(TEXT SEGMENT)
The reason for this is the difficulty of allocating Fortran objects in C. Furthermore, this has an additional benefit: It is easier to broadcast output_psets
, as other processes might also allocate output_psets
before the call.
String arguments that contain a process set name and are of type IN
or INOUT
should be able to hold at least MPI_MAX_PSET_NAME_LEN
arguments (constant is available in the mpi
module).
Furthermore, process set names are terminated by filling the rest of the string with blanks (' '
, ASCII 0x20).
PSet Data Routines
interface
subroutine MPI_Session_get_pset_data(session, pset_name , coll_pset_name, keys, nkeys, wait, info_used, ierror)
implicit none
integer, intent(in) :: session
character(len=*), intent(in) :: coll_pset_name
character(len=*), intent(in) :: pset_name
character(len=*), dimension(*), intent(in) :: keys
integer, intent(in) :: nkeys
integer, intent(in) :: wait
integer, intent(out) :: info_used
integer, intent(out) :: ierror
end subroutine MPI_Session_get_pset_data
end interface
From the C documentation:
RETURN:
- MPI_SUCCESS if operation was successful
Description: Publishes a key-value pair in the dictionary associated with the given PSet name.
The PSet name has to exist.
interface
subroutine MPI_Session_set_pset_data (session, pset_name, info_used, ierror)

(INFORMATION SHOWN)
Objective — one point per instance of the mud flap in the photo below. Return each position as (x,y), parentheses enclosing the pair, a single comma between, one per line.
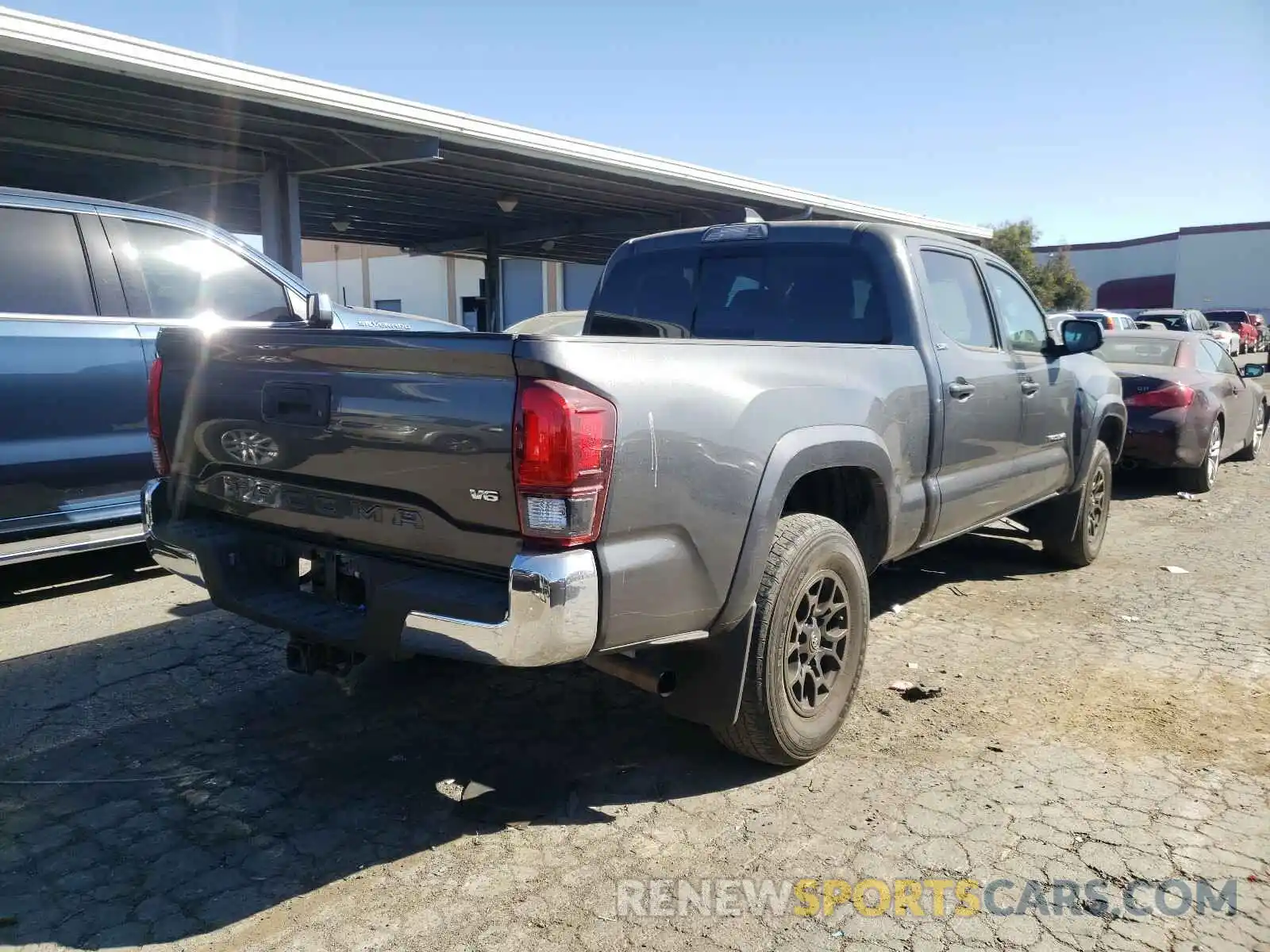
(710,676)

(PROBLEMS TO SOLVE)
1. In the passage on MPI process set routines, how are process set names terminated?
2. Carry the passage on MPI process set routines forward from its last line.
The data comes from a separate source and is unrelated to the passage on MPI process set routines.

(RESULTS OF THE EXERCISE)
1. They are terminated by filling the rest of the string with blanks (' ', ASCII 0x20).

2.
implicit none
integer, intent(in) :: session
character(len=*), intent(in) :: pset_name
integer, intent(in) :: info_used
integer, intent(out) :: ierror
end subroutine MPI_Session_set_pset_data
end interface
From the C documentation:
RETURN:
- MPI_SUCCESS if operation was successful
Description: Looks up a key-value pair in the dictionary associated with the given PSet name.
The PSet name has to exist.
The call is collective over the processes in coll_pset_name, i.e. all processes in
coll_pset_name have to call this function. All processes are guaranteed to receive the
same values. mpi://SELF may be used for individual lookups
PSet Operation Routines
interface
subroutine MPI_Session_dyn_v2a_query_psetop (session, coll_pset, input_pset, type, output_psets, noutput, ierror)
integer, intent(in) :: session
character(len=*), intent(in) :: coll_pset
character(len=*), intent(in) :: input_pset
integer, intent(out) :: type
character(len=*), dimension(*), intent(out) :: output_psets
integer, intent(inout) :: noutput
integer, intent(out) :: ierror
end subroutine MPI_Session_dyn_v2a_query_psetop
end interface
output_psets
must be pre-allocated by the caller.noutput
needs to be set to the number of entries in output_psets
.type != MPI_PSETOP_NULL
, noutput
will be set to the number of output psets and the names of the output psets will be located in noutputs
.From the C documentation:
RETURN:
- MPI_SUCCESS if operation was successful
Description: Queries for pending PSet Operation invloving the specified PSet.
This only applies to PSet operations involving changes of resources:
-> MPI_PSETOP_{ADD, SUB; GROW, SHRINK, REPLACE}
If no pending PSet operation is found for the specified PSet, op will be set to MPI_PSETOP_NULL
interface
subroutine MPI_Session_dyn_v2a_psetop (session, op, input_sets, ninput, output_psets, noutput, info, ierror)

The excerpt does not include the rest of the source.